Please reproduce the listing below line for line, changing nothing.

[start of Records for the task]

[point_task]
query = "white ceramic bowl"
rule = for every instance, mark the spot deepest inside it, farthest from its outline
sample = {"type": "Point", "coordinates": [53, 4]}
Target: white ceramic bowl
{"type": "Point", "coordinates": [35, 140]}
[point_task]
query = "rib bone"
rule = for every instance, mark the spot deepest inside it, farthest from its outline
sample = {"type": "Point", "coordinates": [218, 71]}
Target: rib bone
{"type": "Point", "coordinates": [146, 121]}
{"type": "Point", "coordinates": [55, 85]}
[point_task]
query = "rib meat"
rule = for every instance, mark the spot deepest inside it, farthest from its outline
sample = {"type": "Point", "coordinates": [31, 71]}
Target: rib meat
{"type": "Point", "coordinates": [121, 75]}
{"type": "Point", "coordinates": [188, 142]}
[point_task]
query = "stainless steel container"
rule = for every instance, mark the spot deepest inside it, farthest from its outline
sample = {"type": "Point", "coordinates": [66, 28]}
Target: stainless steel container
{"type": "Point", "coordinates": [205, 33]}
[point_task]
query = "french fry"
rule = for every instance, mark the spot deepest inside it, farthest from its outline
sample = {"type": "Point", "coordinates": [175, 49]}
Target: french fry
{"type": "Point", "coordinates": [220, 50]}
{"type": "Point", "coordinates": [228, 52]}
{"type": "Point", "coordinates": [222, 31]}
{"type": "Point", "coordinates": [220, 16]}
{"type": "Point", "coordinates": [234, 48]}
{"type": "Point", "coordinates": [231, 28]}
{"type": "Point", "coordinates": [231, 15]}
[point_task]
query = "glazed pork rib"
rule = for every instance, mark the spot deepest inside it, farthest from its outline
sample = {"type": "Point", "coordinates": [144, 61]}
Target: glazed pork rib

[end of Records for the task]

- Solution to this exercise
[point_task]
query = "white ceramic bowl"
rule = for every instance, mark the spot deepest inside it, farthest from its outline
sample = {"type": "Point", "coordinates": [53, 4]}
Target: white ceramic bowl
{"type": "Point", "coordinates": [35, 140]}
[point_task]
query = "rib bone"
rule = for every instance, mark the spot deepest inside it, farthest from its outline
sample = {"type": "Point", "coordinates": [218, 71]}
Target: rib bone
{"type": "Point", "coordinates": [146, 121]}
{"type": "Point", "coordinates": [55, 85]}
[point_task]
query = "rib meat"
rule = for every instance, mark the spot deepest inside it, farthest from its outline
sample = {"type": "Point", "coordinates": [31, 71]}
Target: rib meat
{"type": "Point", "coordinates": [121, 75]}
{"type": "Point", "coordinates": [188, 142]}
[point_task]
query = "stainless steel container"
rule = for every instance, mark the spot deepest inside it, farthest from its outline
sample = {"type": "Point", "coordinates": [66, 28]}
Target: stainless steel container
{"type": "Point", "coordinates": [205, 33]}
[point_task]
query = "french fry"
rule = for every instance, mark the spot deepest inside it, farthest from its outline
sample = {"type": "Point", "coordinates": [175, 49]}
Target: french fry
{"type": "Point", "coordinates": [220, 50]}
{"type": "Point", "coordinates": [228, 52]}
{"type": "Point", "coordinates": [222, 31]}
{"type": "Point", "coordinates": [220, 16]}
{"type": "Point", "coordinates": [234, 48]}
{"type": "Point", "coordinates": [231, 28]}
{"type": "Point", "coordinates": [231, 15]}
[point_task]
query = "glazed pork rib"
rule = for every instance, mark the spot deepest inside it, farthest from its outline
sample = {"type": "Point", "coordinates": [144, 61]}
Target: glazed pork rib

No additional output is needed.